■ The task ■
Output the lines of the material below exactly as they are, starting at the line containing "of the metal" and ending at the end of the material.

[Excerpted records start]

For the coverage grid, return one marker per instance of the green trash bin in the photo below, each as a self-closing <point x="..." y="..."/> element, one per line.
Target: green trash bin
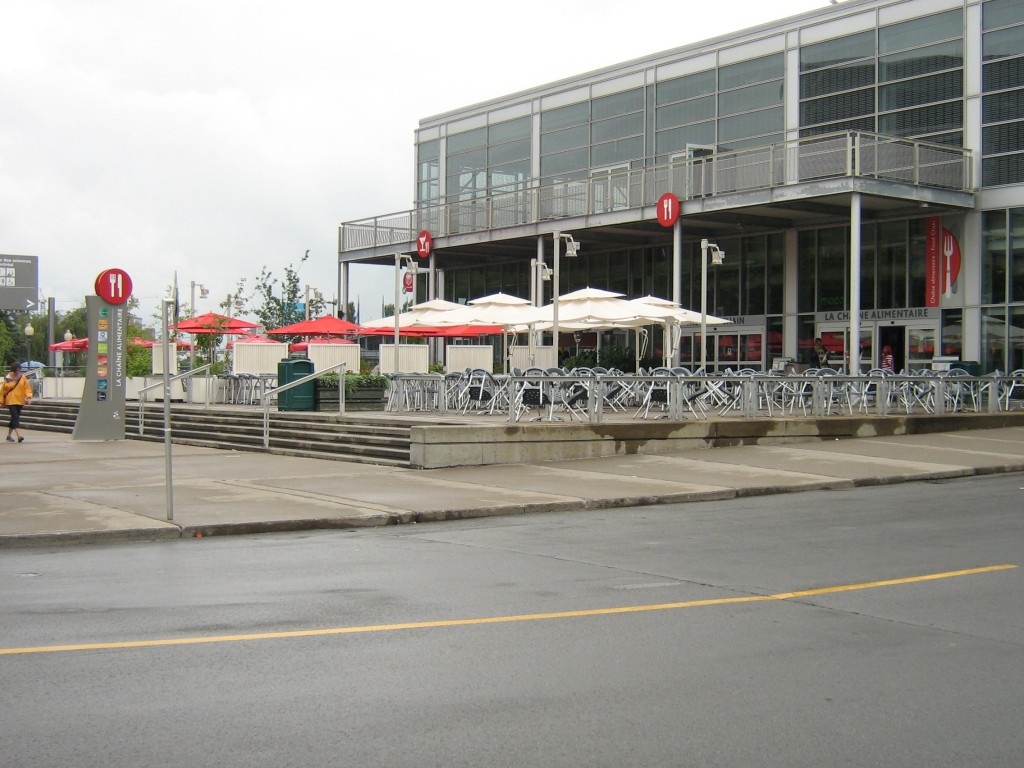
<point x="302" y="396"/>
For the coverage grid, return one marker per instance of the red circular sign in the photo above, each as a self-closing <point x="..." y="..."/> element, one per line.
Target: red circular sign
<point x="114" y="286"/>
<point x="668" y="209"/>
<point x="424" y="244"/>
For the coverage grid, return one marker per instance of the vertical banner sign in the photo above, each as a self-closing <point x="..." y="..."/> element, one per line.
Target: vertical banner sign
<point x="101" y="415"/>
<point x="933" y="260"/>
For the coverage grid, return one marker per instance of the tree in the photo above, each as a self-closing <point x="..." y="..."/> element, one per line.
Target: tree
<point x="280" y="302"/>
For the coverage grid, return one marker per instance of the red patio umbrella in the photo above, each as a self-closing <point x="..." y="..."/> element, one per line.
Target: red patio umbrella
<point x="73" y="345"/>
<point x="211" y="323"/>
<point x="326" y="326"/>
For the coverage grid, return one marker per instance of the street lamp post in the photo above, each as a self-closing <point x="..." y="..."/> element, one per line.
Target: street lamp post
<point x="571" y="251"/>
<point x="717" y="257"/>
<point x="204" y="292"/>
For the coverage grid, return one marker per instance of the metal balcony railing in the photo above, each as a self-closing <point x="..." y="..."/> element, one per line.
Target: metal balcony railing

[Excerpted records end]

■ Output for this task ■
For the coverage grid, return one marker per instance of the metal balcony railing in the photo above, each as a self-closing <point x="..." y="..."/> element, one per line.
Target: metal balcony railing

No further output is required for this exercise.